## EXCERPTED TEXT
________

Transcript 4061_14
4061 Session 14 (3/1)
Today
• Signals
• Process Groups and Sessions
Today’s Objectives
• Define a signal and explain its purpose
• Explain what happens in the operating
system and in a user process when a
signal is generated
• Write and read code to raise, catch, block,
and ignore signals in C
• Understand process groups and sessions
– Explain how a shell assigns process groups to
a pipeline of processes, and why
Admin
• Quiz 2: Answers online
• Quiz 3: Next Thursday
Killing Processes
• kill [ -s signal ] pid …
What’s Going on Here?
• Kill is sending a “signal” to the process
• A signal is the operating system telling a
process to stop whatever it is doing and
deal with a message
– Thus, signals are asynchronous with the
process
• By default, the process terminates
• But we can override the default behavior
What are Signals Used For?
• Used by the OS to notify processes that
an event has occurred
• This is nice because the process does not
have to poll for events
Signal Types
• There are many signal types
– man 7 signal
• Signals can be generated interactively with
special chars in the terminal
– ctrl-c: SIGINT (terminate)
– ctrl-z: SIGTSTP (suspend)
– Others defined: stty -a
• How do these keyboard-generated signals
(asynchonously) find their way to the program
immediately?
Signal Vocabulary
• A signal is generated when the event causing
the signal occurs
• A signal is delivered when the process actually
takes action
• Note: there can be real time between generation
and delivery. (This gap is known as the signal’s
lifetime)
• A process can catch a signal (by defining a
signal handler), block a signal (queue the signal
for later delivery), or ignore a signal (ignore the
signal permanently).

________

## AVAILABLE DATA

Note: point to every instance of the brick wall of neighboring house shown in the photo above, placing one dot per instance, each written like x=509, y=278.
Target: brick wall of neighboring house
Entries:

________

Reproduce the slide transcript on signals and process groups in full, word for word, from start to finish.

## SOLVED EXERCISE
Transcript 4061_14
4061 Session 14 (3/1)
Today
• Signals
• Process Groups and Sessions
Today’s Objectives
• Define a signal and explain its purpose
• Explain what happens in the operating
system and in a user process when a
signal is generated
• Write and read code to raise, catch, block,
and ignore signals in C
• Understand process groups and sessions
– Explain how a shell assigns process groups to
a pipeline of processes, and why
Admin
• Quiz 2: Answers online
• Quiz 3: Next Thursday
Killing Processes
• kill [ -s signal ] pid …
What’s Going on Here?
• Kill is sending a “signal” to the process
• A signal is the operating system telling a
process to stop whatever it is doing and
deal with a message
– Thus, signals are asynchronous with the
process
• By default, the process terminates
• But we can override the default behavior
What are Signals Used For?
• Used by the OS to notify processes that
an event has occurred
• This is nice because the process does not
have to poll for events
Signal Types
• There are many signal types
– man 7 signal
• Signals can be generated interactively with
special chars in the terminal
– ctrl-c: SIGINT (terminate)
– ctrl-z: SIGTSTP (suspend)
– Others defined: stty -a
• How do these keyboard-generated signals
(asynchonously) find their way to the program
immediately?
Signal Vocabulary
• A signal is generated when the event causing
the signal occurs
• A signal is delivered when the process actually
takes action
• Note: there can be real time between generation
and delivery. (This gap is known as the signal’s
lifetime)
• A process can catch a signal (by defining a
signal handler), block a signal (queue the signal
for later delivery), or ignore a signal (ignore the
signal permanently).